[Document section]
>>>
The digital world ahead of us is very promising. However, we should not believe that technological progress alone will bring prosperity to all. It may even be the contrary.
In a previous post I showed the impact that machines and robots will have on jobs and came to the conclusion that we were not ready to deal with this inescapable evolution.
The Second Machine Age: Work, Progress, and Prosperity in a Time of Brilliant Technologies, by Andrew McAfee et Erik Brynjolfsson can ben seen as a sequel of Race Against the Machine: How the Digital Revolution is Accelerating Innovation, Driving Productivity, and Irreversibly Transforming Employment and the Economy
I already commented here.
Don’t expect to find a nice storytelling staging the wonderful world that’s ahead. This book is more an economic research at the crossing of economy, sociology and technology and it highlights many things.
First, things we know but that many still seem to overlook or don’t understand their actual impact. Yes, more and more tasks are and will be automated and not only routine and basic ones. Computers and machines are now able to perform intellectual tasks and their progress is exponential.
An exponential, digital and combinatorial revolution
That’s what McAfee and Brynjolfsson call the second machine age. An age where technological progress is :
– exponential : we’ve reached a tipping point where any next step will be bigger than the previous
– digital : everything becomes digital (at least almost everything). Our interactions, of course, our cars, any object will become more connected and smart every single day.
– combinatorial : it’s not only about the machine’s artificial intelligence that may, maybe one day, make them smarter than us. It’s also about the articulation of human and artificial intelligence. I already mentioned this point many times on this blog but the most powerful intelligence is not the best machine or the best human. It’s an average human capable of making the most of its interactions with an average machine.
That can lead to a virtual circle of economical growth. Can, because the value created in this new economy is not always tracked by current indicators and is seldom integrated into the GNP calculation. First because a large part of the digital economy is qualitative, then because a large part of the services has no financial counterpart, then because the sharing economy is disrupting models that only measure trading activities. Our indicators are not relevant anymore in this new world and can lead us to make wrong decisions.
The end of routine jobs
However this revolution is on its way and already impacts jobs. But contrary to received ideas, manual jobs are not the most threatened. The jobs at risk are routine jobs, no matter they’re manual or intellectual. In other words it’s better to be a hairdresser than an accounting clerk. However, the demand is still decreasing for low skilled employees and a high education is still the best way to avoid being unemployed.
Another thing worth knowing about this revolution is that it’s exclusive. In a digitized economy the marginal cost of each additional unit is close to zero. When one starts a digital business, addressing the world is not much more difficult than addressing one’s city. Conclusion : in the digital economy, winners take it all and there’s very little left for others. In a physical economy there will always be room for the 2nd, 3rd, 10th best car manufacturer. In the digital world the winner takes it all and no one wants to use the 2e or 3rd best service.
So it’s easy to understand where a system that allows to produce always more with less leads us. Decreasing wages and less jobs to make humans able to compete with the machines. A race that’s lost before it starts according to the authors who say that’s it’s not a sustainable approach to deal with the second machine age. In their opinion we should not try to race against the machines but to race with the machines.
<<<
[Entries shown]
>>>
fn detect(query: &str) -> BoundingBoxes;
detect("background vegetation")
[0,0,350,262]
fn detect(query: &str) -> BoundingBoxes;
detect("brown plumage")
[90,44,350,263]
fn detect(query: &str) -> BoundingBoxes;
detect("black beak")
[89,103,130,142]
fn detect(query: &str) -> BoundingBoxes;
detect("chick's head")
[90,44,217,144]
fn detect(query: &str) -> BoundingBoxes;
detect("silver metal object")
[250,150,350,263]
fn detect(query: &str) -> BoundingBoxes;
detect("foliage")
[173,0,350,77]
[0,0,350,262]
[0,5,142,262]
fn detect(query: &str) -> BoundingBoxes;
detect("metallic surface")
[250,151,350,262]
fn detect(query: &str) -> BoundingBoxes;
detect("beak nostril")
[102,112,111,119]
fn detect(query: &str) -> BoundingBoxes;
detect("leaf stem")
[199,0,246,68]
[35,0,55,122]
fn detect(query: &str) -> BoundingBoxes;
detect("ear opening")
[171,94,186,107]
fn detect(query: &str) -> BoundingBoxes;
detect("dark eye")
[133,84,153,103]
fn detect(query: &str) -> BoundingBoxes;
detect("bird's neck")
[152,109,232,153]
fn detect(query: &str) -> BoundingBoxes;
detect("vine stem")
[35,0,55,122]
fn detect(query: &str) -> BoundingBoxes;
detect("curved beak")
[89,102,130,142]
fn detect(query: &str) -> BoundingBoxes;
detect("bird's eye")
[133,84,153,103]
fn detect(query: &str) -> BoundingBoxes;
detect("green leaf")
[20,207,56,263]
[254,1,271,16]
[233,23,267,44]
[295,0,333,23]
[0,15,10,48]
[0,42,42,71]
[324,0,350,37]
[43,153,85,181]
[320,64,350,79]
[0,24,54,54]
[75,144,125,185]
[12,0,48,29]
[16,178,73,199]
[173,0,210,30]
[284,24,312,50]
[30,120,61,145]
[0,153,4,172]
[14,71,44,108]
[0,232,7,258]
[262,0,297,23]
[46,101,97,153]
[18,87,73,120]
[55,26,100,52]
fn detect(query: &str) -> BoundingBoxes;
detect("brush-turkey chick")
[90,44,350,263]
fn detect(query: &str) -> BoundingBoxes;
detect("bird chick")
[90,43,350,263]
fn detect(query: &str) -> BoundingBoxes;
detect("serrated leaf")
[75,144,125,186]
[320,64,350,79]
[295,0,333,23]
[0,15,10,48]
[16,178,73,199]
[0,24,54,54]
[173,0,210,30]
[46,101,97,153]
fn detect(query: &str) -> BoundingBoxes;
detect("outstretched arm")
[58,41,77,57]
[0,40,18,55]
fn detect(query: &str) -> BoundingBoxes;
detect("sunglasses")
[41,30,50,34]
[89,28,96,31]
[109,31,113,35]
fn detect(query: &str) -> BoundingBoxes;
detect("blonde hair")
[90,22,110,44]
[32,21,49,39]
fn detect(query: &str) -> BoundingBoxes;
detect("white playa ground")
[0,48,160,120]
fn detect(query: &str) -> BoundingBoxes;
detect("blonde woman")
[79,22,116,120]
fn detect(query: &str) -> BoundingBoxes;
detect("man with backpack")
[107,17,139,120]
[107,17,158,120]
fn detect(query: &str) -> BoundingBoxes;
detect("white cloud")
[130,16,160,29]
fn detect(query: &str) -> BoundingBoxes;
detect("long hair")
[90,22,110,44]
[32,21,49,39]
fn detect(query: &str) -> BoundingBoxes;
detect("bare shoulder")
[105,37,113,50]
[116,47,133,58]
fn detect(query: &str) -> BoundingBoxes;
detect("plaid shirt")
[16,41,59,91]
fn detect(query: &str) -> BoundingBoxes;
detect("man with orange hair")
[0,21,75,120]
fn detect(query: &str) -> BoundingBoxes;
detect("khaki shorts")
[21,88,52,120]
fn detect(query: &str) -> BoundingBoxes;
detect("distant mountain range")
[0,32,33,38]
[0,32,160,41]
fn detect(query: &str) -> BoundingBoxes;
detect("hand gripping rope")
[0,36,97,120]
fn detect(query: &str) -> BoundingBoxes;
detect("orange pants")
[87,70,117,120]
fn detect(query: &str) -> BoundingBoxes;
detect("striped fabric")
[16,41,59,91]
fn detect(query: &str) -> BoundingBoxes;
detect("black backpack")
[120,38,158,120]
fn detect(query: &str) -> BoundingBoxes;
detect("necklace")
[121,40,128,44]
<<<
[Given task A]
From the book review, transcribe the passage that begins at the words "First, things we" and stops after the words "every single day.".
[Given task B]
In the book review, what three characteristics of technological progress define the second machine age?

[Written response A]
First, things we know but that many still seem to overlook or don’t understand their actual impact. Yes, more and more tasks are and will be automated and not only routine and basic ones. Computers and machines are now able to perform intellectual tasks and their progress is exponential.
An exponential, digital and combinatorial revolution
That’s what McAfee and Brynjolfsson call the second machine age. An age where technological progress is :
– exponential : we’ve reached a tipping point where any next step will be bigger than the previous
– digital : everything becomes digital (at least almost everything). Our interactions, of course, our cars, any object will become more connected and smart every single day.

[Written response B]
Technological progress in the second machine age is exponential, digital, and combinatorial.